[Directive] Reproduce the material below verbatim, line for line, omitting the pictures.
══════════════════════════════
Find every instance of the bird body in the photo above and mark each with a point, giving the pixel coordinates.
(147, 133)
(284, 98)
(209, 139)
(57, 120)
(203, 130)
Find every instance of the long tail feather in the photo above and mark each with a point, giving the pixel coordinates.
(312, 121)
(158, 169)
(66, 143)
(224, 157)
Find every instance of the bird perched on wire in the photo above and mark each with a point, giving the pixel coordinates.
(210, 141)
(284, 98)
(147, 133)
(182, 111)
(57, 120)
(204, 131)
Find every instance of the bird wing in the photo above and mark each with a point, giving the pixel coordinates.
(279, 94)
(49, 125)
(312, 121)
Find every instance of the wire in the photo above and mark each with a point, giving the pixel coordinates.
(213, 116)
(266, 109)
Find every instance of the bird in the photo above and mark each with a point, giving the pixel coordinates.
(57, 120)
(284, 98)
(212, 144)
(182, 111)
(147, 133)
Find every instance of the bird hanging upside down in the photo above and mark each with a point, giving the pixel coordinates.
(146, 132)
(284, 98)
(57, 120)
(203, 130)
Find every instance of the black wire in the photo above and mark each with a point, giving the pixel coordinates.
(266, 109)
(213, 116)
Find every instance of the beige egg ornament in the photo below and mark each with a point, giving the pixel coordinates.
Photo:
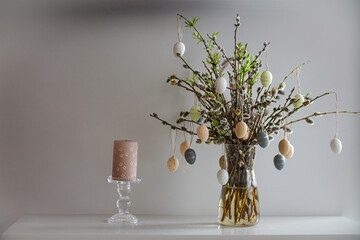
(183, 147)
(173, 164)
(284, 146)
(241, 129)
(300, 99)
(203, 133)
(222, 162)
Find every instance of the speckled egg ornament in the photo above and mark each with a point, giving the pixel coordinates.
(179, 49)
(173, 164)
(247, 135)
(190, 156)
(290, 154)
(195, 113)
(222, 162)
(263, 139)
(279, 161)
(241, 129)
(220, 85)
(183, 147)
(300, 100)
(222, 176)
(203, 133)
(284, 146)
(266, 78)
(335, 145)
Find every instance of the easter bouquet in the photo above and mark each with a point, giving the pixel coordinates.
══════════════════════════════
[Finished answer]
Find every instance of the bird body in the photo above and mark each with a point, giving the pixel coordinates.
(147, 133)
(284, 98)
(209, 139)
(57, 120)
(203, 130)
Find every instance of the long tail feather in the photo above and mark each with a point, giving the pixel coordinates.
(312, 121)
(158, 169)
(66, 143)
(224, 157)
Find every instance of the bird perched on wire in the photo above and mark each with a point, giving the pixel coordinates.
(210, 141)
(284, 98)
(147, 133)
(182, 111)
(57, 120)
(204, 131)
Find every instance of the bird wing in the photo above and mark each with a point, giving the pixel coordinates.
(279, 94)
(49, 125)
(312, 121)
Find every instance of the wire in the photo above and mark each with a point, giving the pixel coordinates.
(213, 116)
(266, 109)
Find every instance of the bird in the photo above and mark each with a point, giving the pixel coordinates.
(57, 120)
(284, 98)
(212, 144)
(182, 111)
(147, 133)
Find every instance of the bird hanging upside down in the photo above and mark each with a point, giving the pixel coordinates.
(146, 132)
(284, 98)
(57, 120)
(203, 130)
Find every instance of the black wire in the photo above and mark each with a point, giving the pixel coordinates.
(266, 109)
(213, 116)
Find every instance of the beige egg ornament in the photo below and mark each with a point, giving the pixel coordinates.
Photo:
(183, 147)
(173, 164)
(284, 146)
(241, 129)
(300, 99)
(203, 133)
(222, 162)
Find every instance of the speckled egg ornament in the photo above and mark each with a point, giving the pixel coordinates.
(179, 49)
(173, 164)
(247, 135)
(190, 156)
(290, 154)
(195, 113)
(222, 162)
(263, 139)
(279, 161)
(241, 129)
(220, 85)
(183, 147)
(300, 100)
(222, 176)
(203, 133)
(284, 146)
(266, 78)
(335, 145)
Find every instance of the easter bouquet in the photo above and mark each with a point, giving the pixel coordinates.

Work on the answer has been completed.